### DATA
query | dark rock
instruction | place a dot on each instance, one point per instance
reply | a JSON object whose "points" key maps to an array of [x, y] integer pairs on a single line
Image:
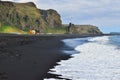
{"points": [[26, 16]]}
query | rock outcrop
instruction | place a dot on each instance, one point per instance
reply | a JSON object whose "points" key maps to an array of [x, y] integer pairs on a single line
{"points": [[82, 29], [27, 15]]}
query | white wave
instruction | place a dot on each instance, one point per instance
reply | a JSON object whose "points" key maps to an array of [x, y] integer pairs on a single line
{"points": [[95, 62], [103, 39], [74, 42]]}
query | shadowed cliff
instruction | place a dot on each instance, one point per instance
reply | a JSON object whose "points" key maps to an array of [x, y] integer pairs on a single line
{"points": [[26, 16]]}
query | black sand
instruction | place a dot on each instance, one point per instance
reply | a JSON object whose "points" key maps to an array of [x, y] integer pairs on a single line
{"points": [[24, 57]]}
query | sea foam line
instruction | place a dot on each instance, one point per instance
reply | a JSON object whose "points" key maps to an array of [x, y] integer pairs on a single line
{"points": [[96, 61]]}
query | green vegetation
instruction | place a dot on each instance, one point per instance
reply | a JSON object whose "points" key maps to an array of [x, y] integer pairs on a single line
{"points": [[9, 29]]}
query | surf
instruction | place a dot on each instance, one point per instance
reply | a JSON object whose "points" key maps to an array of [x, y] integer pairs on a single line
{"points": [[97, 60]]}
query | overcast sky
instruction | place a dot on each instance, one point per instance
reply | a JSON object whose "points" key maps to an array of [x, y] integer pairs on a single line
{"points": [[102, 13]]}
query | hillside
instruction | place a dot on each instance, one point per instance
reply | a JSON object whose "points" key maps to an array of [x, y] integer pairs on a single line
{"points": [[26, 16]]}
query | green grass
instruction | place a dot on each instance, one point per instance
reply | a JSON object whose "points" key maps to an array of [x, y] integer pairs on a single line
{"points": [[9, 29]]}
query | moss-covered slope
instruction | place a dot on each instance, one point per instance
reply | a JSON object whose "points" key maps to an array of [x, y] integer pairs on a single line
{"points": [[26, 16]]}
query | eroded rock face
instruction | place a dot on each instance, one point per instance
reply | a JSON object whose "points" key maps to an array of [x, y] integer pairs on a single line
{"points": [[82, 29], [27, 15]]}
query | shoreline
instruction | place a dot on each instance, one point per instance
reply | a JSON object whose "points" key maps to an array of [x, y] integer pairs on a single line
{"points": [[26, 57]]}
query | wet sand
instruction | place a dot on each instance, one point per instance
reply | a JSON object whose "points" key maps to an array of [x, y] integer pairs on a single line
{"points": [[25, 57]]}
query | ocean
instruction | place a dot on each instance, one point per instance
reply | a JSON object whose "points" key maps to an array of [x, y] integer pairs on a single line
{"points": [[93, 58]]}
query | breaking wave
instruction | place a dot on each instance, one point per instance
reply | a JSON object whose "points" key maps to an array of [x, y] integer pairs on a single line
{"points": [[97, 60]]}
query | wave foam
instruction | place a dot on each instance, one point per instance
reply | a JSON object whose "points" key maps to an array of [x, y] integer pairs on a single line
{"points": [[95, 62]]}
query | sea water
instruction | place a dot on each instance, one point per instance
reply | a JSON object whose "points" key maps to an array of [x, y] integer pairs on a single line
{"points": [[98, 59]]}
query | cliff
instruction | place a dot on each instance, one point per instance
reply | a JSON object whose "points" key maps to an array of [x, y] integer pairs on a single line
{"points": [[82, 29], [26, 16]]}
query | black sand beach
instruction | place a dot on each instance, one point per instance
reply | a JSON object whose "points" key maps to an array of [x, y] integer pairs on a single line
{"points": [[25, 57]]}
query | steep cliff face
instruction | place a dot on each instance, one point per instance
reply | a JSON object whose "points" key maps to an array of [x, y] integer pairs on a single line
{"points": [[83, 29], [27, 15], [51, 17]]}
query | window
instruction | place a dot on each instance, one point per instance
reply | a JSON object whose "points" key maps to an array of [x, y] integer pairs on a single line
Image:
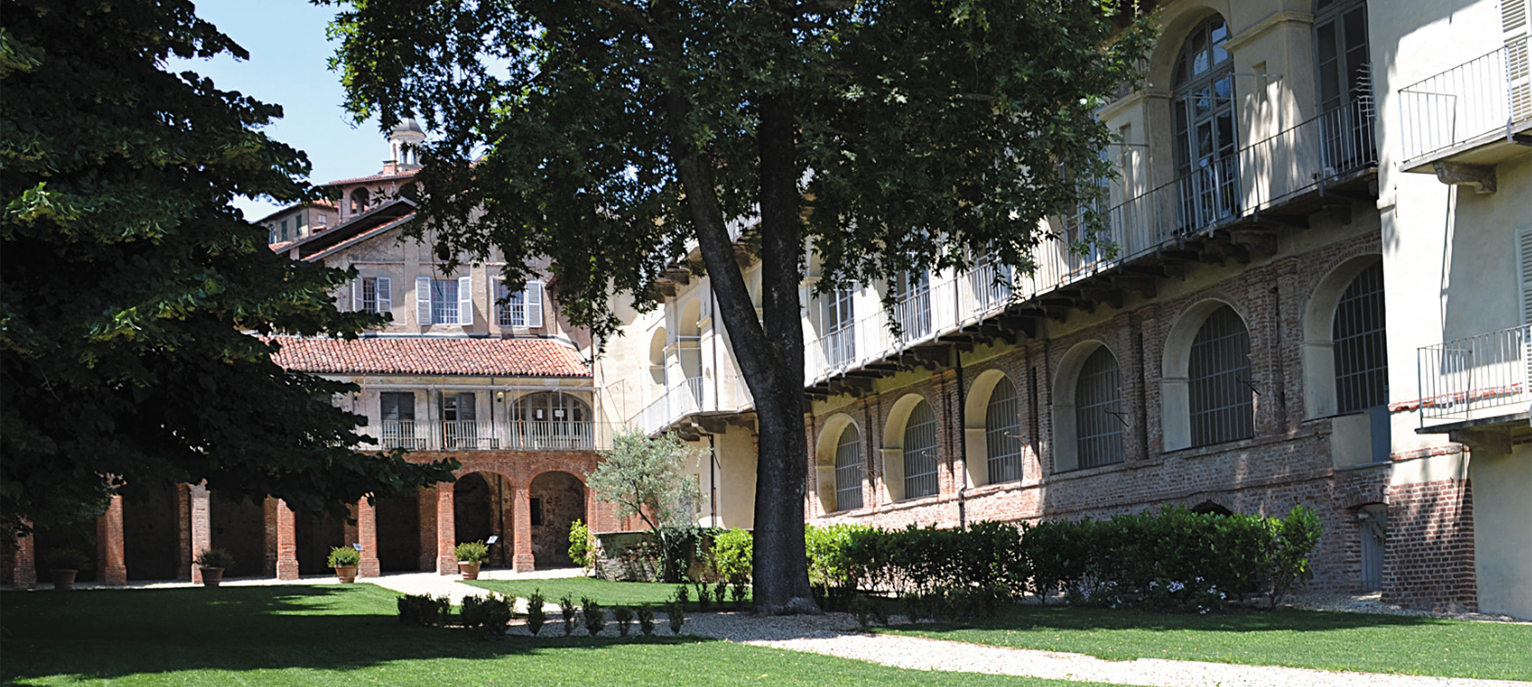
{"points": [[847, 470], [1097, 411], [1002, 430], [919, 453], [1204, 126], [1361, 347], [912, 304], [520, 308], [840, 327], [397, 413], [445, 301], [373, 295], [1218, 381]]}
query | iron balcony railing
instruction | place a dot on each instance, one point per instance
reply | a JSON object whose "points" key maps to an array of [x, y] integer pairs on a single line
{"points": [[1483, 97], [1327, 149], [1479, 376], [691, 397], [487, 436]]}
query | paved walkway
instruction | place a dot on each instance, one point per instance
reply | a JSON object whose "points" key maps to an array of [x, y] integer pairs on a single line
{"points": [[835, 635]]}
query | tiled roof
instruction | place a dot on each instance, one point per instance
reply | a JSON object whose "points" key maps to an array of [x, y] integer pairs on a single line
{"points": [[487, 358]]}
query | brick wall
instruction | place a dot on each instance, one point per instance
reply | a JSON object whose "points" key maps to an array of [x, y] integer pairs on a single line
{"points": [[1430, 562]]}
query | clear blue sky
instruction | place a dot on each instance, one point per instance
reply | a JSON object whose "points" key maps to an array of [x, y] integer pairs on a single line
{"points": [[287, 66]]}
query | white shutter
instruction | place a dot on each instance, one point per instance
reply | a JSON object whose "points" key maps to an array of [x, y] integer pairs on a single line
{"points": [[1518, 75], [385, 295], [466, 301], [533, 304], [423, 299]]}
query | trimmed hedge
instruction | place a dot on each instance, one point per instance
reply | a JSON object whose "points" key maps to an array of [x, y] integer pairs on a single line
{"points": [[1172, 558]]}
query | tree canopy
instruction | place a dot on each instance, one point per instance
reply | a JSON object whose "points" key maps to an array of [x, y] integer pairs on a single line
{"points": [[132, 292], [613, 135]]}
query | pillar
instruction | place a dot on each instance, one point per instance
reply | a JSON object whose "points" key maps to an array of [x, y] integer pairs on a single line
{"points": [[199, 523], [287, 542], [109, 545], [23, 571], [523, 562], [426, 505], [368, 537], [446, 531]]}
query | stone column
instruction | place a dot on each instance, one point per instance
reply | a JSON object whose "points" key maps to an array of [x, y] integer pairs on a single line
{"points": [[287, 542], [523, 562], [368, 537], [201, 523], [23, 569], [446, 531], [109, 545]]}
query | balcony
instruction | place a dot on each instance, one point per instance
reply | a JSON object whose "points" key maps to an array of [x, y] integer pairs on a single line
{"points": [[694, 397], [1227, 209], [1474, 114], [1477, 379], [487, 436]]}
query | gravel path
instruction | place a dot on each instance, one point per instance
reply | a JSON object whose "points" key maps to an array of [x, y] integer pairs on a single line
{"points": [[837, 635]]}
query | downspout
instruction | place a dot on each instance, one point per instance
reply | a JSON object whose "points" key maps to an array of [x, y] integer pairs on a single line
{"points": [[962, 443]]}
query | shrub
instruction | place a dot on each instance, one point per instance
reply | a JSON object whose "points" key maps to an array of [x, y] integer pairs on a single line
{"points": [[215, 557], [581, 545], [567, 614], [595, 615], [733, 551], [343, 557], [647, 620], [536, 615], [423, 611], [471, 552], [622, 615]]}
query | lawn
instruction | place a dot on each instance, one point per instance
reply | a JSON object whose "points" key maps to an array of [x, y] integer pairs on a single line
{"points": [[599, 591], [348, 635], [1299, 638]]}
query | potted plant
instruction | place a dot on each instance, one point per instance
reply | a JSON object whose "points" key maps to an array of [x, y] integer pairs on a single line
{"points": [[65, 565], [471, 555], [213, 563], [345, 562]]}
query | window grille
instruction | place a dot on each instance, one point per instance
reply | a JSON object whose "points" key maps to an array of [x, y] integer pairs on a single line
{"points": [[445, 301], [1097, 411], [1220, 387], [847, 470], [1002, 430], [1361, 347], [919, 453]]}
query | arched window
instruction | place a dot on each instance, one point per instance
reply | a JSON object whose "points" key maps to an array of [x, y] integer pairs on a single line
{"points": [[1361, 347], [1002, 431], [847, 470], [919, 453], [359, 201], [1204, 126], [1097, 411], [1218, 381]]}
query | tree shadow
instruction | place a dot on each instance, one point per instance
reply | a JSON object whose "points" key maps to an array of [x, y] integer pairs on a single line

### EXERCISE REQUIREMENTS
Could you tally the lines of the listing above that contain the word "rock"? Give the number by itself.

### ANSWER BELOW
3